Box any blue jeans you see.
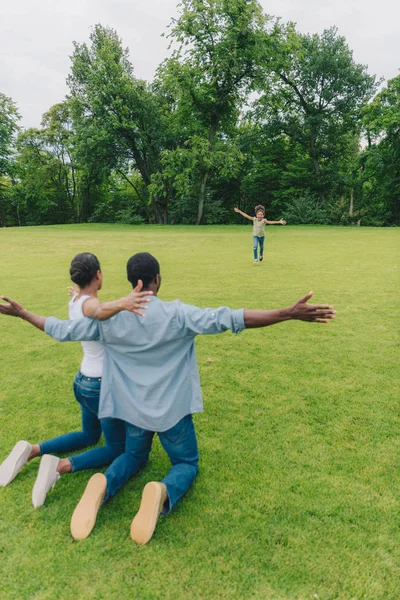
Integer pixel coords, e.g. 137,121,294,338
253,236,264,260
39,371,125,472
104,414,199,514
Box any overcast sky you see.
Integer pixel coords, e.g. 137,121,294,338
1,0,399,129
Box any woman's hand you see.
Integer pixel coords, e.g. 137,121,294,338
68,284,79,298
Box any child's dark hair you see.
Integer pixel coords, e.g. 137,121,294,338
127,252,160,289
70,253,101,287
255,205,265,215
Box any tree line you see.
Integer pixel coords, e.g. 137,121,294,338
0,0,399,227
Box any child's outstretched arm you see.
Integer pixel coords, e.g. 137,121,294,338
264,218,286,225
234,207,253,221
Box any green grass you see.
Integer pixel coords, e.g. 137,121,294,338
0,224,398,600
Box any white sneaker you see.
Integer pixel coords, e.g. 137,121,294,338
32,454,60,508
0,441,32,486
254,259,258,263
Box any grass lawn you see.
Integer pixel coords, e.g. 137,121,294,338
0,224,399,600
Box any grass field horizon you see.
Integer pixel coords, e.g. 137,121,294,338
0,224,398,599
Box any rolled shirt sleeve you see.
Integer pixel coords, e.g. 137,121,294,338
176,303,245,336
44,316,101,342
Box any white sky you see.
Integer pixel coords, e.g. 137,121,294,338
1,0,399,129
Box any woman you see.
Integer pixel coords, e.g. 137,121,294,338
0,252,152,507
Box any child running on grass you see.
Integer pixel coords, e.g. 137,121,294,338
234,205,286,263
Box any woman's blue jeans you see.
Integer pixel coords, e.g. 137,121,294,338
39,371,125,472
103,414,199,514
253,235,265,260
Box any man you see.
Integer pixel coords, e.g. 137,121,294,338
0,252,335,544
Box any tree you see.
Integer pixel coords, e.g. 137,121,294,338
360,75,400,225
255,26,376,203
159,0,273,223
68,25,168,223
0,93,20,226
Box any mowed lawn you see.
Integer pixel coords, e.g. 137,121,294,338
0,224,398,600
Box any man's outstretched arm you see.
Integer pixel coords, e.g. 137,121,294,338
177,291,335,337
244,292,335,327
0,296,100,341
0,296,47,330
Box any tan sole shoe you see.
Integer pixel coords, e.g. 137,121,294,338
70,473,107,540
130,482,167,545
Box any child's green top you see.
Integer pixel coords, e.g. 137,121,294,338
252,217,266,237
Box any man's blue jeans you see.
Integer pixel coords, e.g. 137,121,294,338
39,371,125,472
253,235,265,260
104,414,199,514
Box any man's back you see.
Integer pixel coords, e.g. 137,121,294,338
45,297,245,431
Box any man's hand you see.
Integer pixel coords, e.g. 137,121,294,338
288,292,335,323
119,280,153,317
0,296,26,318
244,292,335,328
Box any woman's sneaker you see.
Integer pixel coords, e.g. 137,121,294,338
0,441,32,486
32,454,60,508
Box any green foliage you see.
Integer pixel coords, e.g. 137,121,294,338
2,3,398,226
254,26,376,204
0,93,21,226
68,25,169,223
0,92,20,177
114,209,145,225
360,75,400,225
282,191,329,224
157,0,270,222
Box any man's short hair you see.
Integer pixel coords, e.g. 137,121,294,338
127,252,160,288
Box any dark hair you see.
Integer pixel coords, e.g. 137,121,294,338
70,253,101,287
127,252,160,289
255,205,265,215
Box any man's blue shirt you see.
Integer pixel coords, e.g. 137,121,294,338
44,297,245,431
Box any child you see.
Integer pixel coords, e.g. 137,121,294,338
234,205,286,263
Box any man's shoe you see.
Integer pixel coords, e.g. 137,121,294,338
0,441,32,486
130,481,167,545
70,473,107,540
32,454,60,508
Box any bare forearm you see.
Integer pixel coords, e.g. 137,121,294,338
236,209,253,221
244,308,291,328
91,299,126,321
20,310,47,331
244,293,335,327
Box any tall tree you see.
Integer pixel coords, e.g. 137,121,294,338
**********
# Exercise description:
Only the pictures are to be left out, and all of the data must otherwise be transcribed exactly.

# Answer to the exercise:
Box any blue jeans you see.
Integer pixel coords, e.g. 137,121,294,338
253,236,264,260
39,371,125,472
104,414,199,514
Box any overcast sky you see.
Integer pixel coords, e.g. 137,121,294,338
1,0,399,129
Box any woman's hand you see.
Integer pixel coords, e.g. 137,121,294,338
68,284,79,298
Box any child's dark hair you see.
Integer pixel coords, e.g. 137,121,294,338
127,252,160,289
70,253,101,287
255,205,265,215
Box any tree line you see.
Integer pixel coords, e.g. 137,121,294,338
0,0,399,227
Box any child's outstretched arm you see.
Integer pixel coords, e.g. 137,121,294,338
264,218,286,225
234,207,253,221
Box any green grass you see.
Integer pixel coords, e.g. 137,121,294,338
0,224,398,600
Box any white sneaker you see.
Integer pixel coords, e.g. 137,121,294,338
32,454,60,508
0,441,32,486
254,259,258,263
Box any grass lawn you see.
Integer pixel coords, e.g. 137,121,294,338
0,224,399,600
Box any grass field horizon you see.
Integer pixel coords, e.g. 137,121,294,338
0,224,398,599
Box any rolled shirt sleeve you see.
Integer pixel coords, e.g. 137,121,294,338
176,303,245,336
44,316,101,342
Box any white sky you see.
Integer pixel coords, e.g. 137,121,294,338
1,0,399,129
Box any woman you see.
Integer pixel coords, e.g. 137,121,294,338
0,252,152,507
Box any child running on grass you see.
Integer pixel coords, e.g. 137,121,294,338
234,205,286,263
Box any woman's blue jeans you see.
Integer pixel coords, e.g. 137,121,294,338
39,371,125,472
103,414,199,514
253,235,265,260
Box any man you see.
Integer pixel coords, e.g. 137,121,294,338
0,252,335,544
Box any tree you see.
Integer pixel coords, e.g. 137,121,294,338
360,75,400,225
255,26,376,203
159,0,273,223
68,25,168,223
0,93,20,226
Box any mowed lawn you see.
Integer pixel coords, e.g. 137,121,294,338
0,224,398,600
Box any man's outstretched arm you see.
Integer pixel coords, e.g. 137,121,294,338
177,291,335,337
244,292,335,327
0,296,100,341
0,296,47,330
Box any tan sole shoe you see.
Integer pixel coords, e.g. 137,121,294,338
70,473,107,540
130,482,167,545
Box any child's green top you see.
Integer pixel coords, e.g. 137,121,294,338
252,217,266,237
Box any man's blue jeans you see.
Integer pixel coords, e.g. 137,121,294,338
39,371,125,472
253,235,265,260
104,414,199,514
Box any man's back you see.
Integer pixel coords, e.g. 137,121,294,338
45,297,245,431
Box any man's hand you see.
Integer pixel coords, e.g. 137,121,294,338
288,292,335,323
119,280,153,317
0,296,26,318
244,292,335,328
Box any woman's sneaker you see.
Integer pixel coords, e.g. 137,121,294,338
0,441,32,486
32,454,60,508
Box any green foliage you see.
Integer pixel coords, e.g. 137,121,294,338
2,3,398,226
254,26,376,204
0,93,21,226
68,25,169,223
0,92,20,177
114,209,145,225
360,75,400,225
282,191,329,224
157,0,270,222
Box any man's short hair you see.
Integer pixel coords, e.g. 137,121,294,338
127,252,160,288
Box any dark hair you see.
Integer pixel coords, e.g. 137,121,294,338
70,253,101,287
127,252,160,289
255,205,265,215
Box any man's blue shirt you see.
Integer pixel coords, e.g. 137,121,294,338
44,297,245,431
Box any child you see.
Integer pixel coords, e.g. 137,121,294,338
234,205,286,263
Box any man's shoe you see.
Integer pixel coords, e.g. 137,121,294,338
0,441,32,486
130,481,167,545
70,473,107,540
32,454,60,508
Box any bare forearm you see.
Integer pixel coords, e.g. 137,121,294,338
236,209,253,221
244,308,291,328
91,299,126,321
20,310,47,331
244,293,335,327
Box any tall tree you see.
Integer pixel coords, e.g. 137,121,294,338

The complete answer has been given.